§ **Aim of the task**:
Reproduce only this part of the listing: the line with "of the black", plus every line after it through the last.

═════ Entries supplied

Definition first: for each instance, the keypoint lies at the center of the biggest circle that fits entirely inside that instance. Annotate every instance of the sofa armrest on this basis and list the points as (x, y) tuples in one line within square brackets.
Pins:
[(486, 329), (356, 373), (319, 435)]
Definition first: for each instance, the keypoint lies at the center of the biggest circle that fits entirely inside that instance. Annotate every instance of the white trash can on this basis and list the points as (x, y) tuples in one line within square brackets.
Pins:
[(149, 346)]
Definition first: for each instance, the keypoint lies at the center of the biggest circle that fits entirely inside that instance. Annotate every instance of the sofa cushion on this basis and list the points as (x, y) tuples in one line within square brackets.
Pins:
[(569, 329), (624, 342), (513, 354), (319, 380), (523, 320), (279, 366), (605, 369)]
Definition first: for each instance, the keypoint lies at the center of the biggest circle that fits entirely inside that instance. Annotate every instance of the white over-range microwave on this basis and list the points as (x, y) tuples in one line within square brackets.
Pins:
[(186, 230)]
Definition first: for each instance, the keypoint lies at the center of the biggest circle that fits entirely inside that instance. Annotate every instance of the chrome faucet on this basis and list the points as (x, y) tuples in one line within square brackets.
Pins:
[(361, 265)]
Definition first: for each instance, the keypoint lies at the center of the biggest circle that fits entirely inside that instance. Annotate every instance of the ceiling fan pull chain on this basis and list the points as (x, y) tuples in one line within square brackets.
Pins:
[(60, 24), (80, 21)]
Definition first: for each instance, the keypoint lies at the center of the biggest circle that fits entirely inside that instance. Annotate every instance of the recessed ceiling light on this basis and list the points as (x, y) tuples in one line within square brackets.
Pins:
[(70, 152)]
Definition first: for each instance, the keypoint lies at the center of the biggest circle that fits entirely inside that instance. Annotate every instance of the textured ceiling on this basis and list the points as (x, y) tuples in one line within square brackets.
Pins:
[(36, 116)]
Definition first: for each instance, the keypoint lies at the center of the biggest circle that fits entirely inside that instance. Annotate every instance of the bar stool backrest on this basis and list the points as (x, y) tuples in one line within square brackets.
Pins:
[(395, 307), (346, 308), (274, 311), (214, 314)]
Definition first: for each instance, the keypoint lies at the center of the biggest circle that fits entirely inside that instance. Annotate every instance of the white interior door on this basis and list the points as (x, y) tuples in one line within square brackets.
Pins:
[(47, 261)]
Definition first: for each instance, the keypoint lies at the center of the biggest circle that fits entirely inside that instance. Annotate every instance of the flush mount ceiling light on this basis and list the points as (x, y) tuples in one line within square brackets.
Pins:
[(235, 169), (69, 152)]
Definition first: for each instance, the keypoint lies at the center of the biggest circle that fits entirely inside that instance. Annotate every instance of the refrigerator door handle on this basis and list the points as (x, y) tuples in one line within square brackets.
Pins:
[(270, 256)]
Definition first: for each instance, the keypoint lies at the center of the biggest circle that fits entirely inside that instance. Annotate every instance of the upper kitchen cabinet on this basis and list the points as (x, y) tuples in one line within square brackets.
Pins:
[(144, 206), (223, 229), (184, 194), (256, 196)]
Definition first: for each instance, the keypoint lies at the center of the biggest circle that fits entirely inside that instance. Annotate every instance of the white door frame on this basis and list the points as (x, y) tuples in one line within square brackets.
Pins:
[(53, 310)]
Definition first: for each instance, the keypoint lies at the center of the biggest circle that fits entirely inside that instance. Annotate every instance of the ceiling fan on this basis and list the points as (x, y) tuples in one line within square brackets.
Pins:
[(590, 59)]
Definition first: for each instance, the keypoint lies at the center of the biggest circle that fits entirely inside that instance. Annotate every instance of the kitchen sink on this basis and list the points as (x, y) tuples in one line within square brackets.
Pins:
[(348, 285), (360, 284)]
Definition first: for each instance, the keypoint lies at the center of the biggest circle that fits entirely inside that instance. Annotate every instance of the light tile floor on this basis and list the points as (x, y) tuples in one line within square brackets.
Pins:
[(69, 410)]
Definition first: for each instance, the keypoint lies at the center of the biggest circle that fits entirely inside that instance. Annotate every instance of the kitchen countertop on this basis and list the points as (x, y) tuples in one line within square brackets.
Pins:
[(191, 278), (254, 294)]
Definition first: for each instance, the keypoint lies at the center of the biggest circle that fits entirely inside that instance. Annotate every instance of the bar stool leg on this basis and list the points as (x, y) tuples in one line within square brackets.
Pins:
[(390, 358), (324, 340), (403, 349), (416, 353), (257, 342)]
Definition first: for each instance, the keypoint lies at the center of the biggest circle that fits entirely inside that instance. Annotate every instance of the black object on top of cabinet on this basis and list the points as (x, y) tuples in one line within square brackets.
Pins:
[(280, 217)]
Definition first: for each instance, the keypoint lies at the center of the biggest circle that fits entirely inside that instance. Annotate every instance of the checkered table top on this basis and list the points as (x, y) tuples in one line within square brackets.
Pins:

══════════

§ **Exercise output**:
Definition first: for each instance, the keypoint lies at the center of the biggest circle that fits entirely inside that instance. Annotate every instance of the black object on top of cabinet on this basis and list the points as (x, y) tuples in one line within square brackets.
Pins:
[(280, 217)]
Definition first: for each instance, the keypoint lies at the center of the biggest circle that fits entirely inside that instance. Annotate every instance of the checkered table top on this basis and list the points as (x, y) tuples in one line within square brackets.
Pins:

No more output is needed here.